**PASSAGE**
□ □ □ □
Just for the record, let me tell you that the US Senate Select Committee on Intelligence today released a report about Iraq. If you want to read the full text, you can find it here.

What does the report say? In summary, it says that Saddam Hussein had fuck-all to do with al-Qaeda, that in fact he distrusted the fuckers deeply because they were mad Islamic fundamentalist crazy bastards and he was afraid they wanted to overthrow him, and furthermore that he refused all their requests of help. He also had no weapons of mass destruction.

So there you have it. Officially, from the US Senate, confirmation that Iraq had nothing whatever to do with the 9-11 attacks. Well, we all knew this, didn’t we? Of course we did. All of us except two hundred million Americans. And still we hear W and Rumsfeld pumping out the Big Lie.

Look. This is what the Senate report says:

No nukes
No chemical weapons
No biological weapons
No Islamic extremists
No 9-11 plot
No support for al Qaeda

Right. So why the fuck did they invade him? Because he was an appalling murderous despot? No: they spent years setting up appalling murderous despots all over the world and Saddam was just one more in a long list. Because he was a threat to world peace? No: there was a real-life lunatic in North Korea at the time who really did have nukes, and who was threatening to fire them at Japan. Did the US invade that mad bastard? Did they fuck!

I don’t know if you heard Rummy on TV last week. Following comments about appeasing Hitler, and linking Iraq with Islamic extremism, he went on to say “once again, we face similar challenges in efforts to confront the rising threat of a new type of fascism. But some seem not to have learned history’s lessons.” It’s incredible. This guy can lie out of two sides of his mouth at the same time, which is an amazing trick, you’d have to admit.

And incidentally, while we’re talking about the appeasement of tyrants, think back to Saddam’s gassing of the Kurds in 1983. Who was the first senior American emissary into Baghdad after those attacks? That’s right. It was Rummy, with a hearty handshake and a big fat weapons brochure for Saddam to flip through. “Have a look through that, Saddam, me old stock, see if there’s any bangers in there you’d like to fire at them fekkin Kurds.”
□ □ □ □
Text-to-region grounding records

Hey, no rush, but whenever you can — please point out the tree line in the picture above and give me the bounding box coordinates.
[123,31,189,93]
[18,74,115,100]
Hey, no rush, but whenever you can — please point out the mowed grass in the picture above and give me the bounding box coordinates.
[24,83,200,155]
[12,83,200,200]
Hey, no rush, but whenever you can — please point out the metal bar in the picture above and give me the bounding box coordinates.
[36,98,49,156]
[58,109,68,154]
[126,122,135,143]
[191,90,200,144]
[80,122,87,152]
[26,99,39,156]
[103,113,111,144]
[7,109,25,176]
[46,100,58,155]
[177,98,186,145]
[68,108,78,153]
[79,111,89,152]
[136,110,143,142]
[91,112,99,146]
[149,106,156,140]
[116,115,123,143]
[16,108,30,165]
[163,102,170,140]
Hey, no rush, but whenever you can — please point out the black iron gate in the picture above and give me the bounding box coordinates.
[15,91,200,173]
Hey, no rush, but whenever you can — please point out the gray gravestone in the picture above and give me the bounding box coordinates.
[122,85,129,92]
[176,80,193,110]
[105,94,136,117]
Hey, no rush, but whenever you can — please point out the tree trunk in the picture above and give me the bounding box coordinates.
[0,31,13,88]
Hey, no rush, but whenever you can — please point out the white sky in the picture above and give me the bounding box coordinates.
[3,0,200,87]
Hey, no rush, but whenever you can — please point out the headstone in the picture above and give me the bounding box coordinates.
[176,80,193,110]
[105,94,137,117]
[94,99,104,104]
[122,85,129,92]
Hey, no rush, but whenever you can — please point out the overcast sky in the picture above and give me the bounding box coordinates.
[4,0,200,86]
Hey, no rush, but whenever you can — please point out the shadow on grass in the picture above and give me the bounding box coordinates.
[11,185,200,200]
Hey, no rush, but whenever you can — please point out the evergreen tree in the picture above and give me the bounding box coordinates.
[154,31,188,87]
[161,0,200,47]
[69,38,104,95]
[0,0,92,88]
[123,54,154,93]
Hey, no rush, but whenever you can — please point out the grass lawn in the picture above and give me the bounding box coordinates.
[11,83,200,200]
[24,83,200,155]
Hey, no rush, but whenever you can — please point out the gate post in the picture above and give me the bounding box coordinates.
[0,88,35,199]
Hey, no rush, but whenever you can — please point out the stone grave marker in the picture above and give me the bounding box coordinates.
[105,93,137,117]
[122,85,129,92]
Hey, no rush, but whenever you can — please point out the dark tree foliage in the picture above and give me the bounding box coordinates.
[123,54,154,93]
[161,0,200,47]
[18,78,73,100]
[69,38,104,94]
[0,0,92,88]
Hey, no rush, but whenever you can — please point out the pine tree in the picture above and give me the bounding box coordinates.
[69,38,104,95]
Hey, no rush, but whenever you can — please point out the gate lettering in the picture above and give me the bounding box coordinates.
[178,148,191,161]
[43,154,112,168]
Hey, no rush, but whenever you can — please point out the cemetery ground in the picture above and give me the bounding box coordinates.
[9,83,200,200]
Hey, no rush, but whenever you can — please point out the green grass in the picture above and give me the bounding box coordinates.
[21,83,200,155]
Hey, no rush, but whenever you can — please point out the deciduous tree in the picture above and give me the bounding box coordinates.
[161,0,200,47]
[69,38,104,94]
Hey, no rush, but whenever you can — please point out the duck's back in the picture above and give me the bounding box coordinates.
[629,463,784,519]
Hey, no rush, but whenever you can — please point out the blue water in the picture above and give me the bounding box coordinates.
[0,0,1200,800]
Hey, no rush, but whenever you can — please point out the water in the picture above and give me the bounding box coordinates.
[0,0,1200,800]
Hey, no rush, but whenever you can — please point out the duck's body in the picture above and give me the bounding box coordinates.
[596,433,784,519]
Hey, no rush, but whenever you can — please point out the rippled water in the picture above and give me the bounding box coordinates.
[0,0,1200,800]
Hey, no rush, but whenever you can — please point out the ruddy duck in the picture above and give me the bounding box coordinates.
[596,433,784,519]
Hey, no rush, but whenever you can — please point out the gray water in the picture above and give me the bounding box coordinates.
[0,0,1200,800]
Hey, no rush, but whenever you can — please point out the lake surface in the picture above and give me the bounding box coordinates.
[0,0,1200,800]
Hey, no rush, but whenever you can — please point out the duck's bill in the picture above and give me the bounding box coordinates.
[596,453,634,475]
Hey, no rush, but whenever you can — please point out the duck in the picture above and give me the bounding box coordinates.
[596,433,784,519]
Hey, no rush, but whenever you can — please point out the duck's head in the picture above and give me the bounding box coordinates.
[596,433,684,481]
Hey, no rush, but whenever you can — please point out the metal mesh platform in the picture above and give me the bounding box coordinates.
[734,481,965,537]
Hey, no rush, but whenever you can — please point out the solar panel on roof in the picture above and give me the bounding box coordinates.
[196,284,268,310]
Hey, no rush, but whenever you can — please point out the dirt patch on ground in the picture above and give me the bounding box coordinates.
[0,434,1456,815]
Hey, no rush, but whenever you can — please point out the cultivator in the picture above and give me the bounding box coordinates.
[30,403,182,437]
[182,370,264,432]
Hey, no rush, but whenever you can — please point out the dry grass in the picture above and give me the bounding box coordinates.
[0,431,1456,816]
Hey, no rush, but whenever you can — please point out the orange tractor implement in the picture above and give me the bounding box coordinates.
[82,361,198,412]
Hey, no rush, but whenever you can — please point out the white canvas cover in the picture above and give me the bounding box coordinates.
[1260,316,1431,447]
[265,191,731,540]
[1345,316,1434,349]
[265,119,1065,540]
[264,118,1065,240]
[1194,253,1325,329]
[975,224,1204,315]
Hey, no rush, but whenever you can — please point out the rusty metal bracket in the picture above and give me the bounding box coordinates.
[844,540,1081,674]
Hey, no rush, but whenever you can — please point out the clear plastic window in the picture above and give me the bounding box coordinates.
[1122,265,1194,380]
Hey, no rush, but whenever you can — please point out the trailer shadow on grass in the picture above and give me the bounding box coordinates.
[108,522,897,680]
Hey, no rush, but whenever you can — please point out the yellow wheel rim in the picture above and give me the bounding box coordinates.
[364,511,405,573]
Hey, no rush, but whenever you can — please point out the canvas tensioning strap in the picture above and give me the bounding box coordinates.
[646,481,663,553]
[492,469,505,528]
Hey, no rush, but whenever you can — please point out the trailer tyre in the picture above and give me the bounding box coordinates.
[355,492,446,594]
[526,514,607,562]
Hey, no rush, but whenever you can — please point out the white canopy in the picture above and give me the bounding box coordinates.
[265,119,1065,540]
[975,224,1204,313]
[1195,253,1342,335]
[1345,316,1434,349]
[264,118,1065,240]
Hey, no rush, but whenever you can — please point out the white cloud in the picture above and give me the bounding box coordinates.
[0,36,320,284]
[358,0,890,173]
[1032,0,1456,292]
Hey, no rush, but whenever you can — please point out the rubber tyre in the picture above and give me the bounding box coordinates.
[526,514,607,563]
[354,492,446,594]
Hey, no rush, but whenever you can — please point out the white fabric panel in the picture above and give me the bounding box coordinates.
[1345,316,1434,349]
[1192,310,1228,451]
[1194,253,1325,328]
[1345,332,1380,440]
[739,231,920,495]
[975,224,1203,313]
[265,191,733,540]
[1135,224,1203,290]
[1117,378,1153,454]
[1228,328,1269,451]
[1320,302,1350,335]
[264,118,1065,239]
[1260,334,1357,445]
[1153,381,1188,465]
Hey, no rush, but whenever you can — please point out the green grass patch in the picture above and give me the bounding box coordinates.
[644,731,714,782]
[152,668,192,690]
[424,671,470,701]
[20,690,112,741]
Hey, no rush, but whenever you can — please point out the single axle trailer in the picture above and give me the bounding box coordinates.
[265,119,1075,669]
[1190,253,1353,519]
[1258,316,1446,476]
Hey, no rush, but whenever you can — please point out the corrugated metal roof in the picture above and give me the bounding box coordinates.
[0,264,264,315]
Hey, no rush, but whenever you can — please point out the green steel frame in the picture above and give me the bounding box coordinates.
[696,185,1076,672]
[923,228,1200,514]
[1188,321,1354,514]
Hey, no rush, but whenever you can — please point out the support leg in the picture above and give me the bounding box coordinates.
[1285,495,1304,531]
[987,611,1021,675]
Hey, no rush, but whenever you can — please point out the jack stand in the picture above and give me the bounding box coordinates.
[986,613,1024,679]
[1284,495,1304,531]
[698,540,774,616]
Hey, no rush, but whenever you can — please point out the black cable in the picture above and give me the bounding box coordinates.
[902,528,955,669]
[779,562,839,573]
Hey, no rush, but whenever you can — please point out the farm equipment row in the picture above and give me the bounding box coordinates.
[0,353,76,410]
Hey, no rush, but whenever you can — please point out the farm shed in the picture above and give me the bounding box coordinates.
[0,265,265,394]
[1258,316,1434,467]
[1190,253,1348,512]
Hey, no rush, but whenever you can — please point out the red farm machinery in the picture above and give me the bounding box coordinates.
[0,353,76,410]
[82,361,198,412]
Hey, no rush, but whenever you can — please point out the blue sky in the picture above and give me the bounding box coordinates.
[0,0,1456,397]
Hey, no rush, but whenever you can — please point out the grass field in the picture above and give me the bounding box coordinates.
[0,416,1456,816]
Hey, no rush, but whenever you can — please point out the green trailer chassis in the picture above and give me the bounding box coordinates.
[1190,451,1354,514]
□ □ □ □
**ACTIVITY 1**
Rewrite the paragraph of the Senate Iraq report post that begins "What does the report say?" in a shorter form, keeping its main facts.
**ACTIVITY 2**
From the Senate Iraq report post, return the text starting with "Just for the" and going on through "find it here.".

**TASK OUTPUT 1**
According to the report, Saddam Hussein had no connection to al-Qaeda. He deeply distrusted the group as Islamic fundamentalists, feared they wanted to overthrow him, and turned down all their requests for help. He also had no weapons of mass destruction.

**TASK OUTPUT 2**
Just for the record, let me tell you that the US Senate Select Committee on Intelligence today released a report about Iraq. If you want to read the full text, you can find it here.